_Quoted passage_
▶
Single by Northern Uproar

from the album Northern Uproar
- B-side: "Memories" "Kicks" (acoustic version) "I Am The Cosmos" (alternative mix)
- Released: 10 June 1996
- Studio: Monnow Valley Suite 16 Studio Battery
- Genre: Rock; Britpop;
- Length: 4:40
- Label: Heavenly
- Songwriters: Leon Meya; Paul Kelly;
- Producers: James Dean Bradfield; Dave Eringa;

Northern Uproar singles chronology
| "Livin' It Up" (1996) | "Town" (1996) | "Any Way You Look" (1997) |

= Town (song) =

"Town" is a song by the English rock band Northern Uproar, released in 1996 by Heavenly Recordings as the fourth single from their debut album Northern Uproar. It peaked at number 48 on the UK Singles Chart. The single's third B-side, "I Am The Cosmos", is a cover of the title track from Chris Bell's only solo album, I Am the Cosmos (1992).

== Background ==
"Town" was written by Leon Meya and Paul Kelly as one of their earliest songs when they were both 16.
◀
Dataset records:
▶
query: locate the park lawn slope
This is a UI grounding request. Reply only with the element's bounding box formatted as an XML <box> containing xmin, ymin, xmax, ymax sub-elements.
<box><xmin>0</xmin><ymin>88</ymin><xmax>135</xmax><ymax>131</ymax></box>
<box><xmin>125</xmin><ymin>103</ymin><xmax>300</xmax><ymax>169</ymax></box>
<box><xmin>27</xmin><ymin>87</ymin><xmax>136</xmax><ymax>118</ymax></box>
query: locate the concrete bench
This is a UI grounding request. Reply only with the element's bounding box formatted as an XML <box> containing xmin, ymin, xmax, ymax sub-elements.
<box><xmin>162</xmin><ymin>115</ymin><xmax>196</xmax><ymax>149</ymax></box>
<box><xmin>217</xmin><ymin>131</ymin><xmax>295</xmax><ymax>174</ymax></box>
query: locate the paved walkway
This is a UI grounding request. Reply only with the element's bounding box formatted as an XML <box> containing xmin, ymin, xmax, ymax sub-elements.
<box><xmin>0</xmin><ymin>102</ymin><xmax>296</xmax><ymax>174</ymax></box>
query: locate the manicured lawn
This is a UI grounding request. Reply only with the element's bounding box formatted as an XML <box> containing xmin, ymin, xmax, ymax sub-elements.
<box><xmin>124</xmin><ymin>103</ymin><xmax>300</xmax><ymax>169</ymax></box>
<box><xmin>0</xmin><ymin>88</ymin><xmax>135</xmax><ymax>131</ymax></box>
◀
▶
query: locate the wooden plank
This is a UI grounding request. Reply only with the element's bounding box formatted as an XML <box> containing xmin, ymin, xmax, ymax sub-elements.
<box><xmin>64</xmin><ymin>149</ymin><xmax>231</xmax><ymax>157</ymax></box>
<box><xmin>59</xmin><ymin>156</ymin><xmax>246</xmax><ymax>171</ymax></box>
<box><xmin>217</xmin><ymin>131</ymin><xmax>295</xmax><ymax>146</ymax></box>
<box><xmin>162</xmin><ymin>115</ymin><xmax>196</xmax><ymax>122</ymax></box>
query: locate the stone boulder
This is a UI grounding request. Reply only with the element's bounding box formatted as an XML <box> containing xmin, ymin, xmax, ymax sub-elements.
◀
_Problems_
A) Copy the part of the article starting at "- Released: 10" and ending at "the Cosmos (1992).", changing "B-side" to "bonus track".
B) Pick out every line of the entries that holds the word "lawn" and copy those lines.
The article and the entries come from unrelated sources.

_Responses per task_
A)
- Released: 10 June 1996
- Studio: Monnow Valley Suite 16 Studio Battery
- Genre: Rock; Britpop;
- Length: 4:40
- Label: Heavenly
- Songwriters: Leon Meya; Paul Kelly;
- Producers: James Dean Bradfield; Dave Eringa;

Northern Uproar singles chronology
| "Livin' It Up" (1996) | "Town" (1996) | "Any Way You Look" (1997) |

= Town (song) =

"Town" is a song by the English rock band Northern Uproar, released in 1996 by Heavenly Recordings as the fourth single from their debut album Northern Uproar. It peaked at number 48 on the UK Singles Chart. The single's third bonus track, "I Am The Cosmos", is a cover of the title track from Chris Bell's only solo album, I Am the Cosmos (1992).

B)
query: locate the park lawn slope
query: locate the manicured lawn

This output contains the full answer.